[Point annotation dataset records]
'''
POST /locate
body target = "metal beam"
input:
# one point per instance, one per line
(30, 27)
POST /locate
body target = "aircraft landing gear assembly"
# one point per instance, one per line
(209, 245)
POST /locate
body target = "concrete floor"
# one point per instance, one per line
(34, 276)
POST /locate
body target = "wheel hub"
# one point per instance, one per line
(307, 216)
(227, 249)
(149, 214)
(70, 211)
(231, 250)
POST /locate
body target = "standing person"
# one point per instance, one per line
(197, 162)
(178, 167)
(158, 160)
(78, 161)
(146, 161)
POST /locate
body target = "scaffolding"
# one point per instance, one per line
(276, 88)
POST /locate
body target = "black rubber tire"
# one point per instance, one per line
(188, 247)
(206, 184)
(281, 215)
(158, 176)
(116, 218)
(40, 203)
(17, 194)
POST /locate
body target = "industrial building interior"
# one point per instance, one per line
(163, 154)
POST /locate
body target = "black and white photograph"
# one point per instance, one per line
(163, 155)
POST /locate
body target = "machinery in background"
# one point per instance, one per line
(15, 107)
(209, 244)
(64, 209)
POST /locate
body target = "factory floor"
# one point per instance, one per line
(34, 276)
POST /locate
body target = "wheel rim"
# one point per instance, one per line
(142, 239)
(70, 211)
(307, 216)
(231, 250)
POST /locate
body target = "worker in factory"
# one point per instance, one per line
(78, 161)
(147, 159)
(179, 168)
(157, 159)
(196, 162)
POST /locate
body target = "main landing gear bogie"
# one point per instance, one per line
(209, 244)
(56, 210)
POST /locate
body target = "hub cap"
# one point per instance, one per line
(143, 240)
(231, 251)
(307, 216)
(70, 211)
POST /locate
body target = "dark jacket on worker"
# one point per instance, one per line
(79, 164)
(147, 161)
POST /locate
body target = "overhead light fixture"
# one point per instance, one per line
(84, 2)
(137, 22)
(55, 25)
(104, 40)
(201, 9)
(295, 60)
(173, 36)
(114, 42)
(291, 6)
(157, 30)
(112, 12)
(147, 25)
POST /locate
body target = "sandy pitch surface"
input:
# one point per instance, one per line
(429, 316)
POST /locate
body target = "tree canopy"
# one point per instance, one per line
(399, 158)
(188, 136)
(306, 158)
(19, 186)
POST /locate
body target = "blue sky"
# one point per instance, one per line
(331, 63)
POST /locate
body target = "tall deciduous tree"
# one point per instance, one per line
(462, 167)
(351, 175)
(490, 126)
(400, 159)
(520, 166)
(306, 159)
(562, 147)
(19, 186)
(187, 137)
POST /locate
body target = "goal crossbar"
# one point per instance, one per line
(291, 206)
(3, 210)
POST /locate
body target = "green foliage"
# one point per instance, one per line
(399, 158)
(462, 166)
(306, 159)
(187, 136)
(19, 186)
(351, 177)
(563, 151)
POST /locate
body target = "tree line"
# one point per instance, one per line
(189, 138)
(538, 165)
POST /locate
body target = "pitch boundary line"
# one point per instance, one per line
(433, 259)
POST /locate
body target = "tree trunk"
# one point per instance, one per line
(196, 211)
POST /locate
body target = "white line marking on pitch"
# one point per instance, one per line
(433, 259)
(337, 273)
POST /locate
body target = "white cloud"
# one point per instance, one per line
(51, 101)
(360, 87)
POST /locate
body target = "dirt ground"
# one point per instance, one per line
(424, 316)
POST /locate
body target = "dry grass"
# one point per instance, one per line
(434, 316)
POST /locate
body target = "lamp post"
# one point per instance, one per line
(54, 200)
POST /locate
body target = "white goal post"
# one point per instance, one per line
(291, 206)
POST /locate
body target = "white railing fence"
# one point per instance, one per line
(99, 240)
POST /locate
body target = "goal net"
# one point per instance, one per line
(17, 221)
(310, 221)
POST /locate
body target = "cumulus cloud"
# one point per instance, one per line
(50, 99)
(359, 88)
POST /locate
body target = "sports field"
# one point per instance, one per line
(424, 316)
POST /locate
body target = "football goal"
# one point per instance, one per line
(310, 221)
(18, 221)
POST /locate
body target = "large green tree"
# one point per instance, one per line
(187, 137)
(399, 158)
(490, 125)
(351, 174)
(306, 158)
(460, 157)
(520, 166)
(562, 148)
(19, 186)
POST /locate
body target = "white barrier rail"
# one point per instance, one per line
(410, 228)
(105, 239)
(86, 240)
'''
(Directions for this task):
Nothing should be left out: return all of the records exactly.

(Task output):
POST /locate
body target = "metal beam"
input:
# one point per instance, one per line
(30, 27)
POST /locate
body target = "aircraft landing gear assembly"
# one point per instance, one per line
(209, 245)
POST /locate
body target = "concrete floor"
# one point per instance, one per line
(34, 276)
POST /locate
body target = "wheel hub"
# one point per instance, one per line
(307, 216)
(227, 249)
(149, 214)
(70, 211)
(231, 250)
POST /locate
body target = "standing person"
# one point per instance, one per line
(197, 162)
(178, 167)
(158, 160)
(78, 161)
(146, 161)
POST /locate
body target = "scaffolding"
# one point per instance, one per line
(276, 88)
POST /locate
body target = "black rubber tire"
# one point per instance, one per line
(188, 247)
(206, 184)
(281, 215)
(158, 176)
(116, 218)
(40, 203)
(17, 194)
POST /locate
body target = "industrial building interior"
# one point per instance, one per line
(163, 154)
POST /locate
body target = "black and white photograph"
# one point per instance, one per line
(163, 155)
POST /locate
body target = "machinery in background"
# one point per instance, one per line
(15, 107)
(209, 244)
(64, 209)
POST /locate
body target = "factory floor"
# one point per instance, one per line
(34, 276)
POST /locate
body target = "wheel rim"
# one point per instance, one per line
(142, 239)
(70, 211)
(307, 216)
(231, 250)
POST /locate
body target = "worker in factory"
# one point per instance, one per line
(78, 161)
(147, 159)
(179, 168)
(157, 159)
(196, 162)
POST /locate
body target = "main landing gear bogie"
# one point per instance, one per line
(209, 244)
(56, 210)
POST /locate
body target = "hub cap"
# one point per instance, one per line
(143, 240)
(231, 251)
(307, 216)
(70, 211)
POST /locate
body target = "dark jacket on worker"
# one point per instance, one per line
(79, 164)
(147, 161)
POST /locate
body target = "overhead light fixture"
# one point per instance, one per line
(84, 2)
(137, 22)
(55, 25)
(104, 40)
(201, 9)
(295, 60)
(173, 36)
(114, 42)
(291, 6)
(157, 30)
(112, 12)
(147, 25)
POST /locate
body target = "sandy pitch surface"
input:
# one point per instance, one per line
(429, 316)
POST /locate
body target = "tree canopy"
# one point per instance, one per line
(399, 158)
(188, 136)
(306, 158)
(19, 186)
POST /locate
body target = "blue sky"
# one point per instance, one per line
(331, 63)
POST /locate
body target = "tall deciduous tree"
# one point per instance, one per line
(462, 167)
(351, 175)
(490, 126)
(400, 159)
(520, 166)
(306, 159)
(562, 147)
(19, 186)
(187, 137)
POST /locate
body target = "goal crossbar"
# one point per instance, one per line
(291, 206)
(3, 210)
POST /locate
body target = "green foliage"
# one point per instance, one per line
(399, 158)
(462, 166)
(306, 159)
(187, 136)
(19, 186)
(351, 177)
(563, 151)
POST /locate
body target = "tree line"
# one point per instance, one per line
(189, 138)
(538, 165)
POST /locate
body target = "pitch boundary line"
# one point per instance, one per line
(433, 259)
POST /locate
body target = "tree trunk"
# one point per instance, one per line
(196, 211)
POST /locate
body target = "white line marking on pitch"
# one point per instance, one per line
(433, 259)
(337, 273)
POST /locate
body target = "white cloud"
# one point per instance, one per line
(51, 101)
(360, 87)
POST /locate
body target = "dirt ground"
# one point per instance, one per line
(424, 316)
POST /locate
body target = "dry grass"
# one point per instance, one per line
(434, 316)
POST /locate
body target = "lamp post"
# one point per instance, one per line
(54, 200)
POST /locate
body target = "white goal post"
# one point per instance, one per line
(291, 206)
POST /locate
body target = "white railing fence"
# one point per instance, one per line
(99, 240)
POST /locate
body target = "goal net"
# one point per instance, one per line
(17, 221)
(310, 221)
POST /locate
body target = "cumulus cloud"
# one point per instance, one per line
(50, 99)
(359, 88)
POST /locate
body target = "sports field"
# one point per instance, one per line
(424, 316)
POST /locate
body target = "football goal"
# one point per instance, one per line
(310, 221)
(18, 221)
POST /locate
body target = "large green tree"
# one point per instance, one per line
(187, 137)
(399, 158)
(490, 125)
(351, 174)
(306, 158)
(460, 157)
(520, 166)
(562, 148)
(19, 186)
POST /locate
body target = "white barrier rail"
# one point per instance, one per line
(410, 228)
(105, 239)
(86, 240)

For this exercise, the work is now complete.